**Passage provided**.
[start]
Cultural heritage drives local economies by anchoring tourism, sustaining skilled crafts and jobs, and giving historic places a new working life. Treated as an asset rather than a cost, heritage becomes an engine for development. This is a short, sourced explainer from Cultural Heritage Online.
The three mechanisms
Heritage creates economic value in three connected ways. The first is tourism: monuments, towns, and traditions are the reason visitors come, stay, and spend — Italy holds more UNESCO World Heritage Sites than any other country, and that catalogue underpins a large share of its visitor economy. The second is employment: conservation, restoration, guiding, and craft production are skilled, local jobs that cannot be offshored. The third is regeneration: restoring a derelict historic building lifts the value and life of everything around it.
The three reinforce one another. A restored site draws visitors; visitors sustain jobs; the activity justifies further investment. The engine, once started, tends to keep turning.
[end]
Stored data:
[start]
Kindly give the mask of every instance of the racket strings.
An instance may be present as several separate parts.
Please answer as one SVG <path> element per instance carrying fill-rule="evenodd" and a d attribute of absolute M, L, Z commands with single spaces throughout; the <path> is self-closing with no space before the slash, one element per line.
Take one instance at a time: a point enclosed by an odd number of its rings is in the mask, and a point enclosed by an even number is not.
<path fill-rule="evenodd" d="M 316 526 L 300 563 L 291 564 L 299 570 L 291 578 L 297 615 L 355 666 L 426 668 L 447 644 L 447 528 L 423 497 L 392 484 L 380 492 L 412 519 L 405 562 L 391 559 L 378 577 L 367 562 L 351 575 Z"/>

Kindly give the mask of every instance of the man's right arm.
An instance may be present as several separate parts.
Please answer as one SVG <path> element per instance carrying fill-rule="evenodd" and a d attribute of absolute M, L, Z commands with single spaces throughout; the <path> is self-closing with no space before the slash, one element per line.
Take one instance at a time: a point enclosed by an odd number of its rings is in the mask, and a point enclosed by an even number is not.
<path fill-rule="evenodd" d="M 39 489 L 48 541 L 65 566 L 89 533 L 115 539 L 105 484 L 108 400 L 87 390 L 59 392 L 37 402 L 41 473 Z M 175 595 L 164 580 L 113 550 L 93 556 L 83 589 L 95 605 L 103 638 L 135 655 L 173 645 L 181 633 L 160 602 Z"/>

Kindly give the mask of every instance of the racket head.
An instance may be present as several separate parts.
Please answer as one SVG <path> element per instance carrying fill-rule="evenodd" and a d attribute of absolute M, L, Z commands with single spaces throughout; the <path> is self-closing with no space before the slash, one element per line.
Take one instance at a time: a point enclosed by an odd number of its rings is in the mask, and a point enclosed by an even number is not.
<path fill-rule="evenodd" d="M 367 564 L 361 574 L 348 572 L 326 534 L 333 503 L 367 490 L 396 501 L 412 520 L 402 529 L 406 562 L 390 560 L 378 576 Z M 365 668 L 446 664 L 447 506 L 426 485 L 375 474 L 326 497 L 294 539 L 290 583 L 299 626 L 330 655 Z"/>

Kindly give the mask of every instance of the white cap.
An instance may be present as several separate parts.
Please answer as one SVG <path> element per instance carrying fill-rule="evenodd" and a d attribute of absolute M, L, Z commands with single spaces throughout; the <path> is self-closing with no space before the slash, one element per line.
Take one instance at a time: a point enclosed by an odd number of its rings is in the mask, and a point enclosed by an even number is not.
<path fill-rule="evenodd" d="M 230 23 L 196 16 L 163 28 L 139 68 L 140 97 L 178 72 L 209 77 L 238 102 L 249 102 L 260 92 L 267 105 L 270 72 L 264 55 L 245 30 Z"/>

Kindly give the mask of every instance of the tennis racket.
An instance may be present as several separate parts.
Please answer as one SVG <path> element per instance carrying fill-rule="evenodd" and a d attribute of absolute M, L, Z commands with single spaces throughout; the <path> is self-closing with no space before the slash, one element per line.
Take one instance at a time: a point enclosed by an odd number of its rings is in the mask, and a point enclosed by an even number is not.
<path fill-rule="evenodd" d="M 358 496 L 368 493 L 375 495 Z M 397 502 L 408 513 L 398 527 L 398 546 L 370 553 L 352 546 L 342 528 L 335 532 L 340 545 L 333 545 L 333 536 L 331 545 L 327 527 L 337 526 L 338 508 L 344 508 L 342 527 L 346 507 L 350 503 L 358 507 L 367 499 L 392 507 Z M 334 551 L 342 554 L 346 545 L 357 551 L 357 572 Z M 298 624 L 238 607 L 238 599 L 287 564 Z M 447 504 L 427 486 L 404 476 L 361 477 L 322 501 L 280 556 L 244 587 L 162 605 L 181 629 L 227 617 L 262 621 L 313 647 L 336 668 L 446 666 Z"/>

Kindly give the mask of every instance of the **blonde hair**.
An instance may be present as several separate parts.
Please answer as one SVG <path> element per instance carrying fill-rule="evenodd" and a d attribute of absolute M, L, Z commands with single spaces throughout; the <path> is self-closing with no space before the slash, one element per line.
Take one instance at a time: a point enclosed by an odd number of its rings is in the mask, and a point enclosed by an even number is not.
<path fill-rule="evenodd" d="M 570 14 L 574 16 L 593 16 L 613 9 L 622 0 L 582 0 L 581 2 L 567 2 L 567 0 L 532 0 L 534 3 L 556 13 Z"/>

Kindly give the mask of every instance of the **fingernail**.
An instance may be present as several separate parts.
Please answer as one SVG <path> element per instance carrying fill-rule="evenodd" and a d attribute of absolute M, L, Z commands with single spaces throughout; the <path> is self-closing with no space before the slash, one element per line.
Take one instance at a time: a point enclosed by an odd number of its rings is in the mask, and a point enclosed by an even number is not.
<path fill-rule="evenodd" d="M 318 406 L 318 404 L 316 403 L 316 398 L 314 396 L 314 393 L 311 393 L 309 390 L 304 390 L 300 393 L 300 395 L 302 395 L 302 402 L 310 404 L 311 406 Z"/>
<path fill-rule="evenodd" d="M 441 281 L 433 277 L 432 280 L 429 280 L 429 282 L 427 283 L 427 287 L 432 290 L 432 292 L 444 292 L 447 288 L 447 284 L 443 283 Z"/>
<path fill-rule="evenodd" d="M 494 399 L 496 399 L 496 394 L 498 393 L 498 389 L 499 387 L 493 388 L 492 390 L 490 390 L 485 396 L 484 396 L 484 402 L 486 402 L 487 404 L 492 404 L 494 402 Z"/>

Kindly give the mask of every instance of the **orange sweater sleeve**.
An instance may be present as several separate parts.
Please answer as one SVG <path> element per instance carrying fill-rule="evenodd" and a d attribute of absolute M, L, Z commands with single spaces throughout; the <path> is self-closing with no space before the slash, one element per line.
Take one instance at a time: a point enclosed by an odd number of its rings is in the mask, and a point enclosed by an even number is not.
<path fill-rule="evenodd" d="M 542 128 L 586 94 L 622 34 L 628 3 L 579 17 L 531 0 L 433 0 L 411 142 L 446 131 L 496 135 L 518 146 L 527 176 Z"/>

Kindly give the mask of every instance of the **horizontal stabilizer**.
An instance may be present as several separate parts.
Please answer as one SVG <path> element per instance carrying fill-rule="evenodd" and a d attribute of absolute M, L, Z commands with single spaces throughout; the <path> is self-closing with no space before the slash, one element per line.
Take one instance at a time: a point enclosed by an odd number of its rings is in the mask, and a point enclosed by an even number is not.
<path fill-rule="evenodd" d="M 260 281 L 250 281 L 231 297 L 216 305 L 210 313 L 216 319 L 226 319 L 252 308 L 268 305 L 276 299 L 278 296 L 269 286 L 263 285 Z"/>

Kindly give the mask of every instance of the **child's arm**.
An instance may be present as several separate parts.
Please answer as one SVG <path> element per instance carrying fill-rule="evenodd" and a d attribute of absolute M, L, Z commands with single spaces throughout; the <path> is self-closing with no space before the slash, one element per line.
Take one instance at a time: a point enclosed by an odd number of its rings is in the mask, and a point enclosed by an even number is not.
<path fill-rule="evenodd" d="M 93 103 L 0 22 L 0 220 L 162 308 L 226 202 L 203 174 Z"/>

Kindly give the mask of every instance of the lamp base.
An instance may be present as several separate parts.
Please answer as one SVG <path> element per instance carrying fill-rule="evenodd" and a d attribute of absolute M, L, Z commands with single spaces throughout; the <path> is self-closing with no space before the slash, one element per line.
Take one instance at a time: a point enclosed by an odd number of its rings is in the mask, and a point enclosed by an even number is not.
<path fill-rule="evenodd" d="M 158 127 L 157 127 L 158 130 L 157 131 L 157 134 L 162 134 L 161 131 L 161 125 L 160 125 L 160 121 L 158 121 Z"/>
[end]
**Directions**.
a: According to the explainer on heritage and local economies, which country holds more UNESCO World Heritage Sites than any other?
b: Decide whether each statement agrees with the explainer on heritage and local economies: (i) Conservation, restoration, guiding, and craft production are jobs that can easily be moved abroad. (ii) Heritage creates economic value in three connected ways. (iii) A restored site draws visitors.
c: Carry on the explainer on heritage and local economies from its final sentence.

**Answers to the exercises**.
a: Italy.

b:
(i) No: "skilled, local jobs that cannot be offshored."
(ii) Yes: "Heritage creates economic value in three connected ways."
(iii) Yes: "A restored site draws visitors."

c:
Regeneration in practice: the Lingotto
Few buildings show the mechanism more clearly than the Lingotto in Turin. Built in the 1920s as a Fiat car factory — famous for the test track on its roof — it was left obsolete by the end of the century. Rather than demolish it, the city had Renzo Piano convert it into a complex of conference halls, a concert auditorium, a shopping arcade, a hotel, a university faculty, and the Pinacoteca Agnelli art gallery. Industrial heritage became a working cultural and economic hub, and the surrounding district followed.
Regeneration at city scale: Matera
The same logic can transform a whole place. The Sassi di Matera — the ancient cave districts once condemned as the “shame of Italy” and largely evacuated in the 1950s — were listed by UNESCO in 1993 and progressively restored. In 2019 Matera served as a European Capital of Culture. Heritage that had been a liability became the foundation of the city’s identity and visitor economy.
Why this matters for institutions and municipalities
For a museum, a foundation, or a town hall, the practical lesson is that heritage repays documentation and visibility. A place that is recorded, sourced, mapped, and findable online attracts the visitors, researchers, and partners that turn cultural value into economic activity. A place that is invisible attracts none of them.
That is the work CHO supports: making heritage findable, credible, and connected — the precondition for any of the three mechanisms above to operate.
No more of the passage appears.